___ Selected extract
War Sum Up @ Macao Cultural Centre - 27 June, 2015

War Sum Up is a highly visually alternative opera, merging Japanese manga images projected on stage with classic warrior texts. Fuelled by a mash-up of chamber pop, electronic and new classical music, the piece has been received with great acclaim after its premiere in Riga in 2012.

Conceived by experimental Danish theatre Hotel Pro Forma and performed by Grammy award winners Latvian Radio Choir with a score by British symphonic art-pop ensemble The Irrepressibles and Latvian composer Santa Ratniece, the piece is a pioneering artistic reflection on the brutal, yet fascinating nature of war.
______
___ Record set
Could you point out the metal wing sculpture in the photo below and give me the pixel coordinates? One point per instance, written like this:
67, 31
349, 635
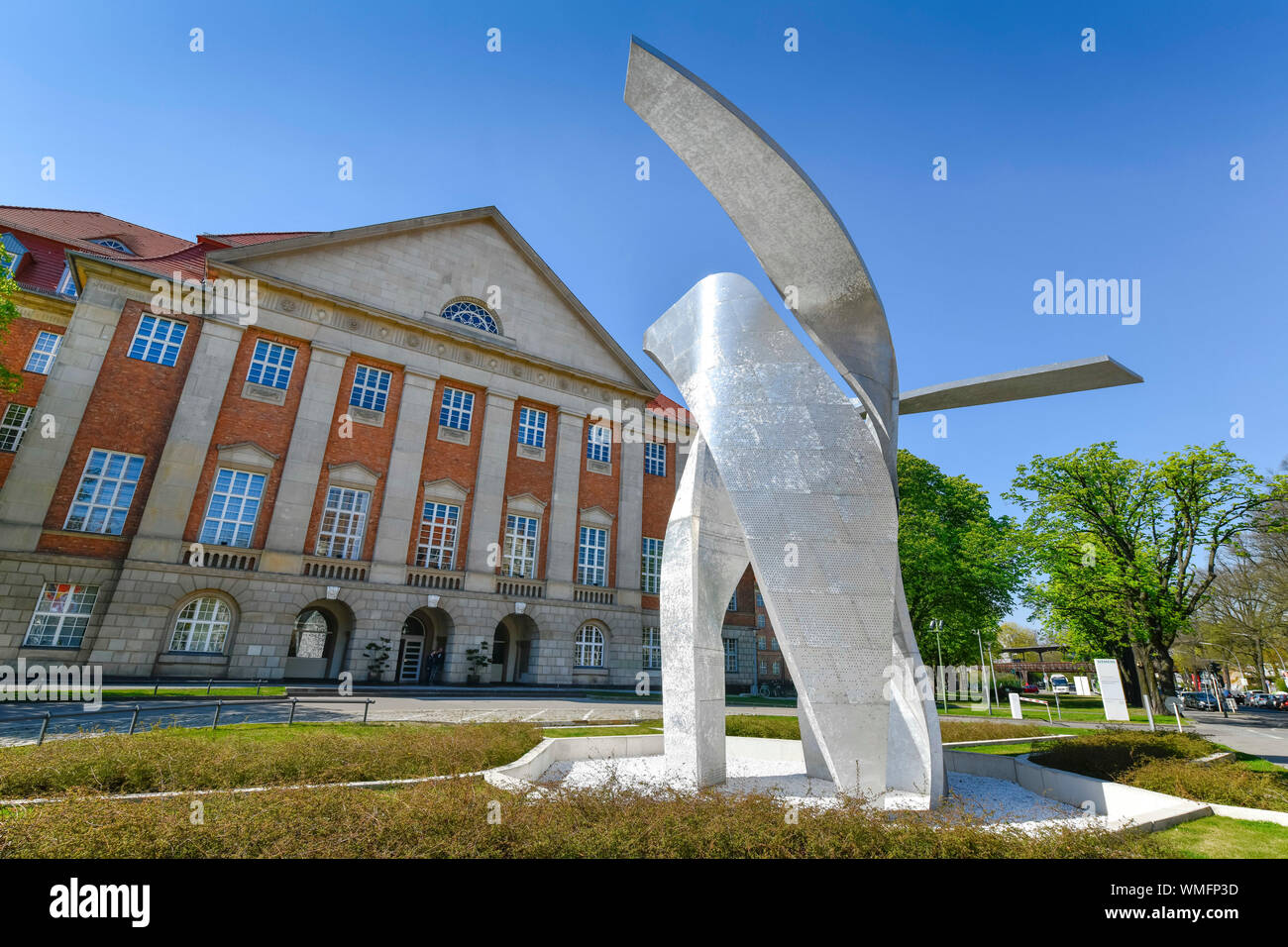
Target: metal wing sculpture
791, 464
______
Written problem 1:
Retype the passage of the War Sum Up description from "Conceived by experimental" to "nature of war.", keeping every word unchanged.
Written problem 2:
Echo each line of the records above word for word, leaving out the pictures.

Expected answer 1:
Conceived by experimental Danish theatre Hotel Pro Forma and performed by Grammy award winners Latvian Radio Choir with a score by British symphonic art-pop ensemble The Irrepressibles and Latvian composer Santa Ratniece, the piece is a pioneering artistic reflection on the brutal, yet fascinating nature of war.

Expected answer 2:
Could you point out the metal wing sculpture in the photo below and give me the pixel coordinates? One point per instance, written like this:
67, 31
349, 635
Target: metal wing sculpture
791, 464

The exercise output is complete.